··· Information

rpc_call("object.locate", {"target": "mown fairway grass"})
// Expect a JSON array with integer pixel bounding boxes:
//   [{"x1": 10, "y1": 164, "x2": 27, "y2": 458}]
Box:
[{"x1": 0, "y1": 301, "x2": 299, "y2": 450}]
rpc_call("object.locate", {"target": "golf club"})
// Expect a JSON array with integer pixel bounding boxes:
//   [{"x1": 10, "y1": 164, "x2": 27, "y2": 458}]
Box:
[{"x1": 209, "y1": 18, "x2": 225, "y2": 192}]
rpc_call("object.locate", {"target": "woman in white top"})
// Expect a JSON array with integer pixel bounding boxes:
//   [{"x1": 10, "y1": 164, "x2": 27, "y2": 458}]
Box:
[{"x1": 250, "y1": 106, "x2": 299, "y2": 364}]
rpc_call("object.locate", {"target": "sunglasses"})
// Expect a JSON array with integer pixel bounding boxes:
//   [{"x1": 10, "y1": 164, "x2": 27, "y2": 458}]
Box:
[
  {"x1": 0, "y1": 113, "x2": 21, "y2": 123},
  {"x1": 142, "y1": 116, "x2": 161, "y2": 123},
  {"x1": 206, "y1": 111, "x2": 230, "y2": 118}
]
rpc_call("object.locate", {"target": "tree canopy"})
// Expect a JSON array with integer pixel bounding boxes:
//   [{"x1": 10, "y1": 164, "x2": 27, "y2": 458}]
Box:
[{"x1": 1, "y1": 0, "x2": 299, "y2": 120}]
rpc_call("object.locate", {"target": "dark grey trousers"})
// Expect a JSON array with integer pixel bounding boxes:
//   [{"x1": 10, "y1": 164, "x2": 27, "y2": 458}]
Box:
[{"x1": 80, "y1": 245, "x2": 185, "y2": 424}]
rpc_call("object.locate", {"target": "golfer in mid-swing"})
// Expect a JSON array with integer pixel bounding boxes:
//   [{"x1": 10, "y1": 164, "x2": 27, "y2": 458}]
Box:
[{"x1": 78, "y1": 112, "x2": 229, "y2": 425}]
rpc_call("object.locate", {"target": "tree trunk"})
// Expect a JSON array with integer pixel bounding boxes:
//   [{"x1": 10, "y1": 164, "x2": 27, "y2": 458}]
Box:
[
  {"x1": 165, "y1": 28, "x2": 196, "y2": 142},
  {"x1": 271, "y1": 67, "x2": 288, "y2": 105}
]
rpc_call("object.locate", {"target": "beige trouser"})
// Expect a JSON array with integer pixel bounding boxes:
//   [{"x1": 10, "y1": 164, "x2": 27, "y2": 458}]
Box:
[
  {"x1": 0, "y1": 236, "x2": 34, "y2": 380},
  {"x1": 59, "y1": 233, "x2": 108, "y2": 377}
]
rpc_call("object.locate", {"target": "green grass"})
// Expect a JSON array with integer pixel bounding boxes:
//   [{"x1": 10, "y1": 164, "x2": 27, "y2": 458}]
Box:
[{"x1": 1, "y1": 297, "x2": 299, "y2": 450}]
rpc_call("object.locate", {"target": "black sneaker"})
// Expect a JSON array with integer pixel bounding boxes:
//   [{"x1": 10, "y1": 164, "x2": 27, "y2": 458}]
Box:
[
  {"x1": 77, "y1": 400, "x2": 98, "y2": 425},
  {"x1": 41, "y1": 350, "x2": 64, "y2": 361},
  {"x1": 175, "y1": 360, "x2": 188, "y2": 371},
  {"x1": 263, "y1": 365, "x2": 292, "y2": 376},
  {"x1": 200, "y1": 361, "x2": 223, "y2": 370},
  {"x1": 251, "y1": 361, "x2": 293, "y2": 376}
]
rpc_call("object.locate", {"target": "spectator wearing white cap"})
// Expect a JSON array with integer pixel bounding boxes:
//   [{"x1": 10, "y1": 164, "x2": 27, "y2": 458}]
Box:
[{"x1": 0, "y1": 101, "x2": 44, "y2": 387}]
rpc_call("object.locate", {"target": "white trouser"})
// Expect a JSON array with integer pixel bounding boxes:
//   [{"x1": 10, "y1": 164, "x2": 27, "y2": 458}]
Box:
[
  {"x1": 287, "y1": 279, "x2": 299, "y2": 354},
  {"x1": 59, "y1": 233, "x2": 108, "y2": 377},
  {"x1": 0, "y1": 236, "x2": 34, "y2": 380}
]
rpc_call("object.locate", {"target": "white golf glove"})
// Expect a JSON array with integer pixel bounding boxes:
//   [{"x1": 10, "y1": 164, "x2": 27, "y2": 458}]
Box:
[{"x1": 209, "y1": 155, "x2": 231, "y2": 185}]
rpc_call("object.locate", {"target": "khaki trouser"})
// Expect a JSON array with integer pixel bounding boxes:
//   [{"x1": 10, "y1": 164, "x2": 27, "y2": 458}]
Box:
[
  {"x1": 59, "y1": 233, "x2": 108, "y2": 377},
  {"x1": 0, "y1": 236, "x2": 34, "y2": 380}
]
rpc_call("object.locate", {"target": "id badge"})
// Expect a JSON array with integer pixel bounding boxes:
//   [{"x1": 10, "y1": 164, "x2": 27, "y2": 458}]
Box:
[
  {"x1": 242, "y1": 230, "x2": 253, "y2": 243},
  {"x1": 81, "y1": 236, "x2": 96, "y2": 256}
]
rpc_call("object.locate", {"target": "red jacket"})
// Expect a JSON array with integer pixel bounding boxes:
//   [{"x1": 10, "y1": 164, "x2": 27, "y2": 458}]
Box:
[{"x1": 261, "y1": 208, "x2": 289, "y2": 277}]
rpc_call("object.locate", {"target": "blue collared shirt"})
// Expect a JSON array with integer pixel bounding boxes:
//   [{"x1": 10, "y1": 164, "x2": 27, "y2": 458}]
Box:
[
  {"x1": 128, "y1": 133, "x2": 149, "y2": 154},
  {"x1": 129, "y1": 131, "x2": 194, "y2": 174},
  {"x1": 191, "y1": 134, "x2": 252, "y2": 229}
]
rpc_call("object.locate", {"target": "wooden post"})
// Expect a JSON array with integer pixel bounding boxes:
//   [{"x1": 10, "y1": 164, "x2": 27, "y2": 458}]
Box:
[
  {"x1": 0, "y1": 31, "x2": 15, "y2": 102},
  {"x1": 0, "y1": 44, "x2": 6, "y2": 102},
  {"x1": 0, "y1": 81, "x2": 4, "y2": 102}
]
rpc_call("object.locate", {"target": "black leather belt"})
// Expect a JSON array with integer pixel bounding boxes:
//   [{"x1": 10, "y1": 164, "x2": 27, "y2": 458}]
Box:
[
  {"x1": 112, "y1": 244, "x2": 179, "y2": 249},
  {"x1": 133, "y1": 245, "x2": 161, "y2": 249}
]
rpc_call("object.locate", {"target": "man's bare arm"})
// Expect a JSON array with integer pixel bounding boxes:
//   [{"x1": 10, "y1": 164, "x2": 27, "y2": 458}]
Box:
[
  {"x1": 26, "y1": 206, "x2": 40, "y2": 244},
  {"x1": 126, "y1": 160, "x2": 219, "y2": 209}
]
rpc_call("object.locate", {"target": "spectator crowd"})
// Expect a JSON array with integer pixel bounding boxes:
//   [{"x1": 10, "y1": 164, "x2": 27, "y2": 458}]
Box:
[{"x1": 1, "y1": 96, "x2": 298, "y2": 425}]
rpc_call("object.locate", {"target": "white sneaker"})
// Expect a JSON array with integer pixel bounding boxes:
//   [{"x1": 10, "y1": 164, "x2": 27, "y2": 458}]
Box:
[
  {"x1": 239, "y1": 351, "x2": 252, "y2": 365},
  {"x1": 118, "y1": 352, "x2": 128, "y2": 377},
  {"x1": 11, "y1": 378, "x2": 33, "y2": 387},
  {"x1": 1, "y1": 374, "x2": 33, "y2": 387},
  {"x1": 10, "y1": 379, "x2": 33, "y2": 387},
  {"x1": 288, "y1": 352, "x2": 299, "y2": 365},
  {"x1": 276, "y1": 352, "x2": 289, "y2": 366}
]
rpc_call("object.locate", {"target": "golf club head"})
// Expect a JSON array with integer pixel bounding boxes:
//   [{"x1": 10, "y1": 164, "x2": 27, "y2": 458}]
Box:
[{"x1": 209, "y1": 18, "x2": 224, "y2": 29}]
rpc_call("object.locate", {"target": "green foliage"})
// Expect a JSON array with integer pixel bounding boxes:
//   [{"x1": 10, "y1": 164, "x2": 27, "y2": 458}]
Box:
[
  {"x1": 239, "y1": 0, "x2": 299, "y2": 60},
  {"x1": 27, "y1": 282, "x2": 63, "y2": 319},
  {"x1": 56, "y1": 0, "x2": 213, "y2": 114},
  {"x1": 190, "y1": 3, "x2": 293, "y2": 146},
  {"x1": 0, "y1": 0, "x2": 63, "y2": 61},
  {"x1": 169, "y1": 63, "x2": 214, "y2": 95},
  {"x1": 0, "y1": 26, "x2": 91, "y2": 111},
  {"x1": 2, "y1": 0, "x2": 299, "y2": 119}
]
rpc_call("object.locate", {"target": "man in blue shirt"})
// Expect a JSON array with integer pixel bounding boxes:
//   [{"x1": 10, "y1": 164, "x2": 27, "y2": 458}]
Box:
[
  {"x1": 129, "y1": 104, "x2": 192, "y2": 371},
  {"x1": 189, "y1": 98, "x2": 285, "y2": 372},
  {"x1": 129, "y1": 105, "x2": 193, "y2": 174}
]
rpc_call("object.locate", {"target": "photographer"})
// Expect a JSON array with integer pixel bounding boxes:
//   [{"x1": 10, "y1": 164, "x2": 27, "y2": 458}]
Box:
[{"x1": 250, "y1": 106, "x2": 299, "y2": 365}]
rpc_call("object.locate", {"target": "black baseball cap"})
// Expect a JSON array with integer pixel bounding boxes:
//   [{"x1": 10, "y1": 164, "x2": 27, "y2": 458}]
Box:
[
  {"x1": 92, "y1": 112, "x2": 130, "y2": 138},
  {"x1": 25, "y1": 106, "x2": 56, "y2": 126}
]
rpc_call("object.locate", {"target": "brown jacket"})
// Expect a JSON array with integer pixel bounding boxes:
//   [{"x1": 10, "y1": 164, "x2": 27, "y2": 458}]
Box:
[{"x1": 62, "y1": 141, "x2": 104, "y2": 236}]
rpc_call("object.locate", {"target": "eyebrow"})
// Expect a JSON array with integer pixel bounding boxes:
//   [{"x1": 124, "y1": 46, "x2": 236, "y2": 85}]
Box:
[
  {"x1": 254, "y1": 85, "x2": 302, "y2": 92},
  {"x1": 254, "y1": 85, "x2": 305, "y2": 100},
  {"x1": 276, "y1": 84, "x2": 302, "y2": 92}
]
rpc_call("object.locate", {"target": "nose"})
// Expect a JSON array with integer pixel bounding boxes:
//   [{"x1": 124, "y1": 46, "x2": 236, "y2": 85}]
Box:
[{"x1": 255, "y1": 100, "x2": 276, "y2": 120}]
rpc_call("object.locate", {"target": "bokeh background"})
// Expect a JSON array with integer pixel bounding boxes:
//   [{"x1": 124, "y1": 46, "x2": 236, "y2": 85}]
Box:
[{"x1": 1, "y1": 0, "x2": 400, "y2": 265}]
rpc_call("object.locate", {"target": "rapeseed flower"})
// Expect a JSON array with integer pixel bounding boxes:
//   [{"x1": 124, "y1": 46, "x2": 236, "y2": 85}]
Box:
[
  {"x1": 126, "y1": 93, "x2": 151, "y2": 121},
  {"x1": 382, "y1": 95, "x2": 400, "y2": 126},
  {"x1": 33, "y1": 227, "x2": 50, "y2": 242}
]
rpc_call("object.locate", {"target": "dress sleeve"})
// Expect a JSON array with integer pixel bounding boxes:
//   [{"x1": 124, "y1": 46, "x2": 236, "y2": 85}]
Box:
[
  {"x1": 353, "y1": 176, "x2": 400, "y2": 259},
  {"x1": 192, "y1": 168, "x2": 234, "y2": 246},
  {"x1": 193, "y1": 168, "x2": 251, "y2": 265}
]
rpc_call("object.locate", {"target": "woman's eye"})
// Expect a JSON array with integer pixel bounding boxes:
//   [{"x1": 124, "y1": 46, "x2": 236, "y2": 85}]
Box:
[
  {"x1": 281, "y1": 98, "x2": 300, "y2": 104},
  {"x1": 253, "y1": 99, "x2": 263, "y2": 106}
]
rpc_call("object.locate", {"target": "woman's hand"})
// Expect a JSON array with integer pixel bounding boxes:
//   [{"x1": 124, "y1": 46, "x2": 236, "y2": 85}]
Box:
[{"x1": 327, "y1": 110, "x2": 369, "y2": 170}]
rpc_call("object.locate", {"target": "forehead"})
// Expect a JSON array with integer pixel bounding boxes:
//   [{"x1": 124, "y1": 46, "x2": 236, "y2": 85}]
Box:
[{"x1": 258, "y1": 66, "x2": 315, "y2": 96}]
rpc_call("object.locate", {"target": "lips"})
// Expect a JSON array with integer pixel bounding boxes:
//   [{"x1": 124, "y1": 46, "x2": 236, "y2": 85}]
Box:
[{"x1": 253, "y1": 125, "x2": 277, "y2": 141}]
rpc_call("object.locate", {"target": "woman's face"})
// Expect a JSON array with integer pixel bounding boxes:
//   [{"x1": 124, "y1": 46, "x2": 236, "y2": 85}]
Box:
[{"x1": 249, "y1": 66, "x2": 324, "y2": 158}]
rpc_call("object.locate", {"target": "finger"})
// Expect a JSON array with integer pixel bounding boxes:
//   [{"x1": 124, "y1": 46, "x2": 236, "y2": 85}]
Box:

······

■ Assignment ■
Determine how many lines contain the string "white" in the listing, and state that number by itself.

■ Problem solution ■
5